--- Start DATA EXCERPTS ---

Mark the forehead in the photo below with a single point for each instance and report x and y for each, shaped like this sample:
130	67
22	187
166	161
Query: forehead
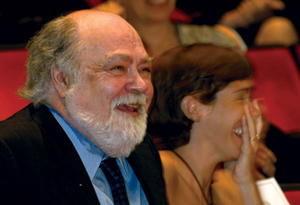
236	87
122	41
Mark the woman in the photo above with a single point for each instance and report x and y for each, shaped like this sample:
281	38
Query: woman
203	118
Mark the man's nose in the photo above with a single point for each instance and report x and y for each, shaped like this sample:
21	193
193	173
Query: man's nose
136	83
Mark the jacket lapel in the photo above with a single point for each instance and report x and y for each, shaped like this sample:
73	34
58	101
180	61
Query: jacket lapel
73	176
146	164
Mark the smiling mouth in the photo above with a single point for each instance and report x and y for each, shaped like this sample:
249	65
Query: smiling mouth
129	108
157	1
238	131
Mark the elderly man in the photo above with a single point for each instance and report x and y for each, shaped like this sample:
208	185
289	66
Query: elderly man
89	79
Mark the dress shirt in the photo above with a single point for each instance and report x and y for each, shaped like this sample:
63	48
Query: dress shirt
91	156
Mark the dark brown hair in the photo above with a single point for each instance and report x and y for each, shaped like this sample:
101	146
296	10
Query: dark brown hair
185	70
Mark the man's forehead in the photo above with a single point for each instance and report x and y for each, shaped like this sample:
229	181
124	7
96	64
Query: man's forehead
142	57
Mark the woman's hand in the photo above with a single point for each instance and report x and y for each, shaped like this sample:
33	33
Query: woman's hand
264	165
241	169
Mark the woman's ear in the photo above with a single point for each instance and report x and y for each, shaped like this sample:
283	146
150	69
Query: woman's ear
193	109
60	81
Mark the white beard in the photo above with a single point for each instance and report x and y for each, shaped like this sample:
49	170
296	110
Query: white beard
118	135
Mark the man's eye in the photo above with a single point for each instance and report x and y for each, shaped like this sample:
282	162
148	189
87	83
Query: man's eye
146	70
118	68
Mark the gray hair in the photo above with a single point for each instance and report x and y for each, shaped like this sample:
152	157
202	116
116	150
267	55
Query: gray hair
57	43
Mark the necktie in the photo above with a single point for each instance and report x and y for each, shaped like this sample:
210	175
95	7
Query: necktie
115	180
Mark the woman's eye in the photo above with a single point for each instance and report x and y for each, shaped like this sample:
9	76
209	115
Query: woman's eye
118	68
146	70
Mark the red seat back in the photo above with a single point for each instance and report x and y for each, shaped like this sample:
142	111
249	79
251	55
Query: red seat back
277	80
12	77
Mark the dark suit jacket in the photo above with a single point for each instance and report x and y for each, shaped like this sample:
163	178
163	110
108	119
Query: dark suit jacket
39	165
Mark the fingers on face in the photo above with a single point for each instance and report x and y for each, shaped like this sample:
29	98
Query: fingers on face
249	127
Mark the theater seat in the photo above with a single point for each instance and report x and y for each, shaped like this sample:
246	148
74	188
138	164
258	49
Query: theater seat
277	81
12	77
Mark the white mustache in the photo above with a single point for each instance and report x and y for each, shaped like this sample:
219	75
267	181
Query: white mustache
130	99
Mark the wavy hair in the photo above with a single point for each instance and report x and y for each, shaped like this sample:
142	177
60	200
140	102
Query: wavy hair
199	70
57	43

--- End DATA EXCERPTS ---
--- Start DATA EXCERPTS ---

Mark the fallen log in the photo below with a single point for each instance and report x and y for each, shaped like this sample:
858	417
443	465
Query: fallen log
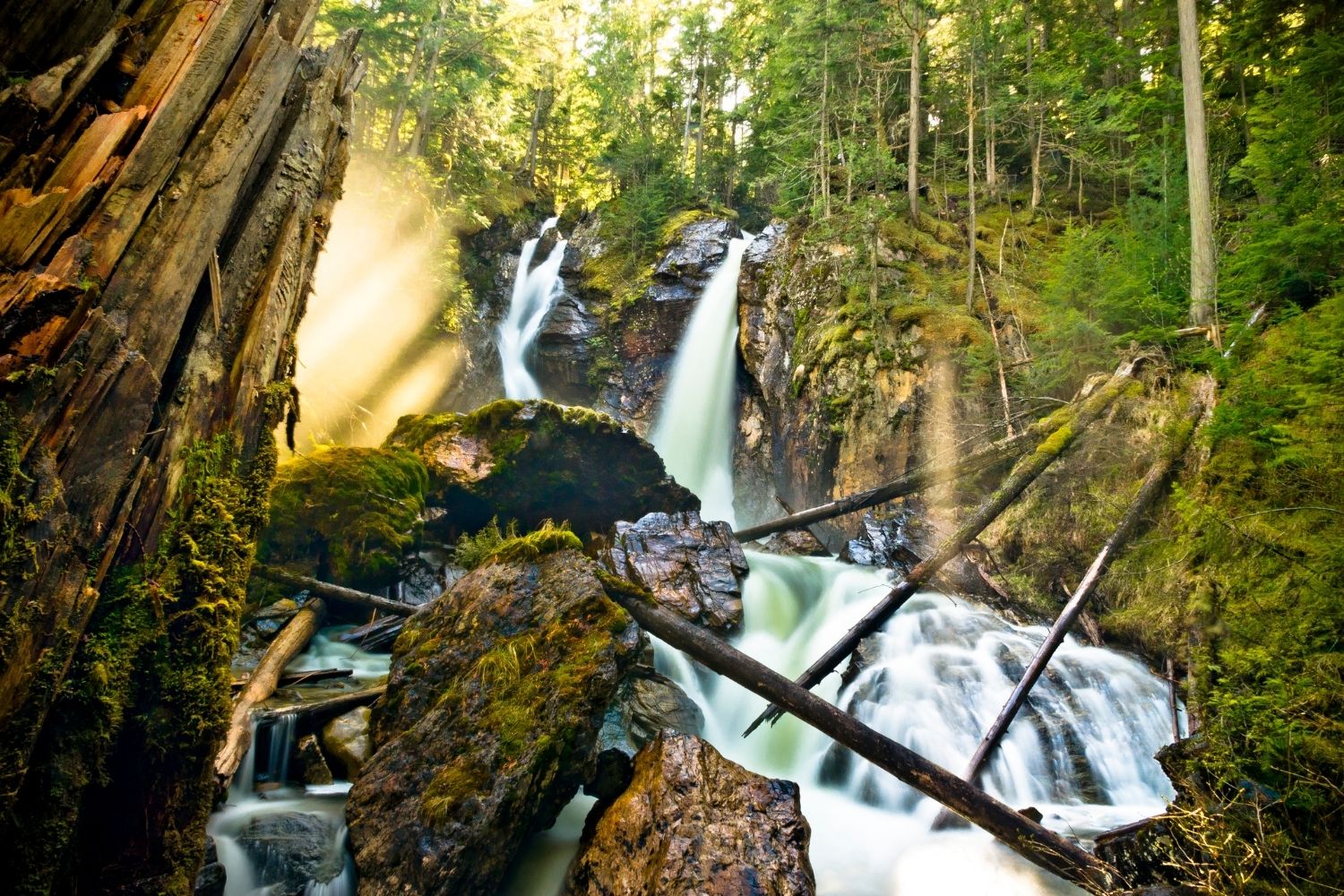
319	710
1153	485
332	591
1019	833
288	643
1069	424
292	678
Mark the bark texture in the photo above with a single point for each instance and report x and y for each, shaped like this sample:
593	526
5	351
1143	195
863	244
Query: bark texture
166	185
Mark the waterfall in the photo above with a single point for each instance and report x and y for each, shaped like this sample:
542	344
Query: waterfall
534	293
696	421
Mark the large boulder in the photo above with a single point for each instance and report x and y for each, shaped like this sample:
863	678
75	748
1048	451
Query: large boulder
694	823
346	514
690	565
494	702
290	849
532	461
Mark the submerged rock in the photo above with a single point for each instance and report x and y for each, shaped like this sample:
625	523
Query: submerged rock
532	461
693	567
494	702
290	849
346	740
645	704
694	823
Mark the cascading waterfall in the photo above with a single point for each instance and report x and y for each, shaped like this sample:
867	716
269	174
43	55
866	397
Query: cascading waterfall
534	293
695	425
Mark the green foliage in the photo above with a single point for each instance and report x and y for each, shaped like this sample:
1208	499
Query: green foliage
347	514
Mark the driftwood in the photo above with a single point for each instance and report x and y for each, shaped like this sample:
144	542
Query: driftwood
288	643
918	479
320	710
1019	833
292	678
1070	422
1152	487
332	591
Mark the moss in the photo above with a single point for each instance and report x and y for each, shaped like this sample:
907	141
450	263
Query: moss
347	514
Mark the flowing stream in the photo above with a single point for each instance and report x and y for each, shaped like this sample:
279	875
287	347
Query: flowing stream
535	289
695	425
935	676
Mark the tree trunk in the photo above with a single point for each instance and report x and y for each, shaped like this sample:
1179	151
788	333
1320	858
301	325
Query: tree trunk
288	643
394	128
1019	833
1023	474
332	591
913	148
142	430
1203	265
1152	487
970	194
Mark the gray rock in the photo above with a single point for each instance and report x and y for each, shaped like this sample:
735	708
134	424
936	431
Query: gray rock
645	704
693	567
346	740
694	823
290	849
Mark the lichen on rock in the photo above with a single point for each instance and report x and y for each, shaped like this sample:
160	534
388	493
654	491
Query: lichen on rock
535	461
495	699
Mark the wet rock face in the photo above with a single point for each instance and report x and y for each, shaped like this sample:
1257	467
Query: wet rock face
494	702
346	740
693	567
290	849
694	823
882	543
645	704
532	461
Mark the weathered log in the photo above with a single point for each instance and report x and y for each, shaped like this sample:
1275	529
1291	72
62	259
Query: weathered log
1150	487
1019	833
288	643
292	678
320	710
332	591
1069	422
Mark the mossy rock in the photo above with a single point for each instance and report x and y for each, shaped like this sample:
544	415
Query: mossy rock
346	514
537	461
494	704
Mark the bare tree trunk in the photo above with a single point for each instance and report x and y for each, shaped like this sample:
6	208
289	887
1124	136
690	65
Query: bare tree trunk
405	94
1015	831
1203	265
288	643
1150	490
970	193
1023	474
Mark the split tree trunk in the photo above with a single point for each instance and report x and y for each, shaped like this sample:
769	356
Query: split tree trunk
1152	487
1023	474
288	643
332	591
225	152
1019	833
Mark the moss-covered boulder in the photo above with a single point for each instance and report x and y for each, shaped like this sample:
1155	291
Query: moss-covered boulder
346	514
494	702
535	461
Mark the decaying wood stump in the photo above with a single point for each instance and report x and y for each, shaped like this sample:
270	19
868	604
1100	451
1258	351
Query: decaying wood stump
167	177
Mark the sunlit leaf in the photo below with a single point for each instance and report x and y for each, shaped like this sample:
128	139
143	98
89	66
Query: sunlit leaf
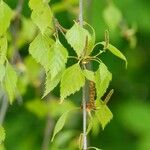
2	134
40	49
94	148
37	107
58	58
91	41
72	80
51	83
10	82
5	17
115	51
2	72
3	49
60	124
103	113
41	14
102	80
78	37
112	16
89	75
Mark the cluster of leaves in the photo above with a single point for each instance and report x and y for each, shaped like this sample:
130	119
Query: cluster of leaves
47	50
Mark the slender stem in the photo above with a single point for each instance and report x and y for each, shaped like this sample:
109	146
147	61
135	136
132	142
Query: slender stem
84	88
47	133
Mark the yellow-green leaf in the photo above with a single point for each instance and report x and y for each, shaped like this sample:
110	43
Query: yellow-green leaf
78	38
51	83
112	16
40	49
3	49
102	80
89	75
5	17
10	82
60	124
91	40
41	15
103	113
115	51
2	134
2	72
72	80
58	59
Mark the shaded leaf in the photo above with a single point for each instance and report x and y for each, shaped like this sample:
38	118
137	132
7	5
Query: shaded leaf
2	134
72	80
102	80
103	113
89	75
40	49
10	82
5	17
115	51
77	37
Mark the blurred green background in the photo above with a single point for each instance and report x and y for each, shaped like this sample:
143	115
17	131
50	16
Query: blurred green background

--- End DATA EXCERPTS ---
--- Start DATA EXCERPTS ---

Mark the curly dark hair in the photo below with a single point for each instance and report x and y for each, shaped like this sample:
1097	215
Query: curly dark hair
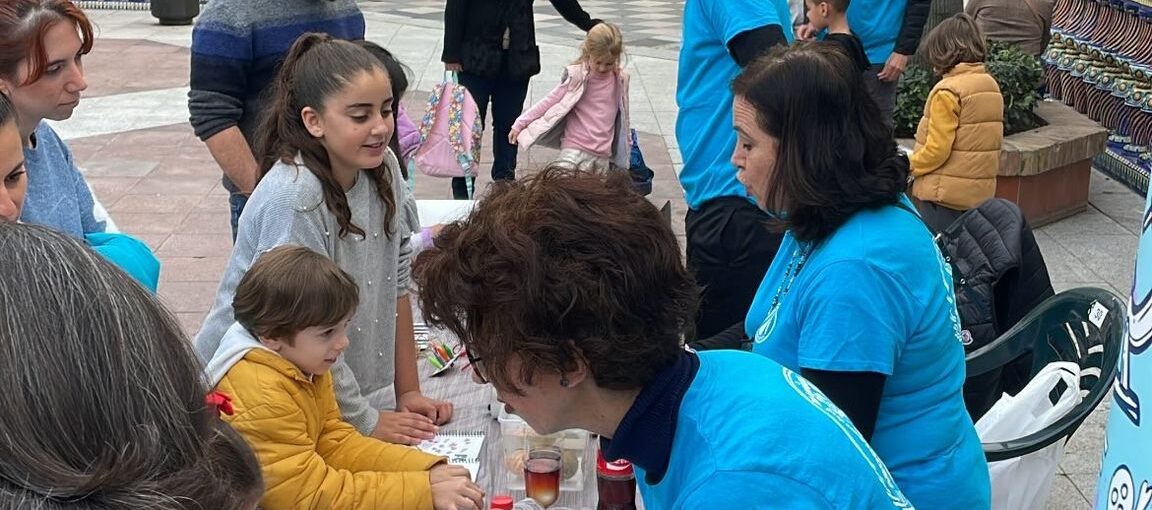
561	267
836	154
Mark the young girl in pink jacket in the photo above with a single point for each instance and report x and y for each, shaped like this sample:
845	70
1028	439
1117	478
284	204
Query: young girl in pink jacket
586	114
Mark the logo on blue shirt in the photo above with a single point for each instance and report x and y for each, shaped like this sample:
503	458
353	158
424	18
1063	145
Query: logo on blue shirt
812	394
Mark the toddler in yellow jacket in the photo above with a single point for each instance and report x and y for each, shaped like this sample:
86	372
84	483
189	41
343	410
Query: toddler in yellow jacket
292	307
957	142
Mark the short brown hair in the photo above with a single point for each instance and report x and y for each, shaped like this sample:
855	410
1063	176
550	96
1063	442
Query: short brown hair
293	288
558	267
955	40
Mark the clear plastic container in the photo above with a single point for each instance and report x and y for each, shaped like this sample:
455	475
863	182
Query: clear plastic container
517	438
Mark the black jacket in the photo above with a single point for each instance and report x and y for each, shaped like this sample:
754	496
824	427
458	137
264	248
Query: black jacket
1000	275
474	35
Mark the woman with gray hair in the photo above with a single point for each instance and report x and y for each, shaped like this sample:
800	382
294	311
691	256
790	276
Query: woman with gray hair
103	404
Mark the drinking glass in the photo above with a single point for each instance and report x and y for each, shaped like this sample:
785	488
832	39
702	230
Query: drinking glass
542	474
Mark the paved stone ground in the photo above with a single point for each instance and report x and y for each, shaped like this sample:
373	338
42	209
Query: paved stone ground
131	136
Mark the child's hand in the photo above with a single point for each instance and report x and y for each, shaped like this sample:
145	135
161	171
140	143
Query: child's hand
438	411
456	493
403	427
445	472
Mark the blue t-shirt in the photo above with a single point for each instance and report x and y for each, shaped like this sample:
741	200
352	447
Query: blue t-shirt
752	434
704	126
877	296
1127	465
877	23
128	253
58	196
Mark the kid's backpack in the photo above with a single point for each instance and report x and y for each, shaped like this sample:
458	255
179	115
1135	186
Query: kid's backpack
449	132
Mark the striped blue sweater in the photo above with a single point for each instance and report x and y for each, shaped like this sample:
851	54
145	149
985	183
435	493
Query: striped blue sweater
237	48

--- End DATA EXCERPTS ---

- **WHAT NEEDS TO BE DONE**
List every line of the rows above that contains the word "mouth", copying each line in full.

- **WORKED SOLUTION**
Mark the smiling mouth in the photo above with a single point for each instance and report x and y for each, shaped like this sample:
Query: smiling mouth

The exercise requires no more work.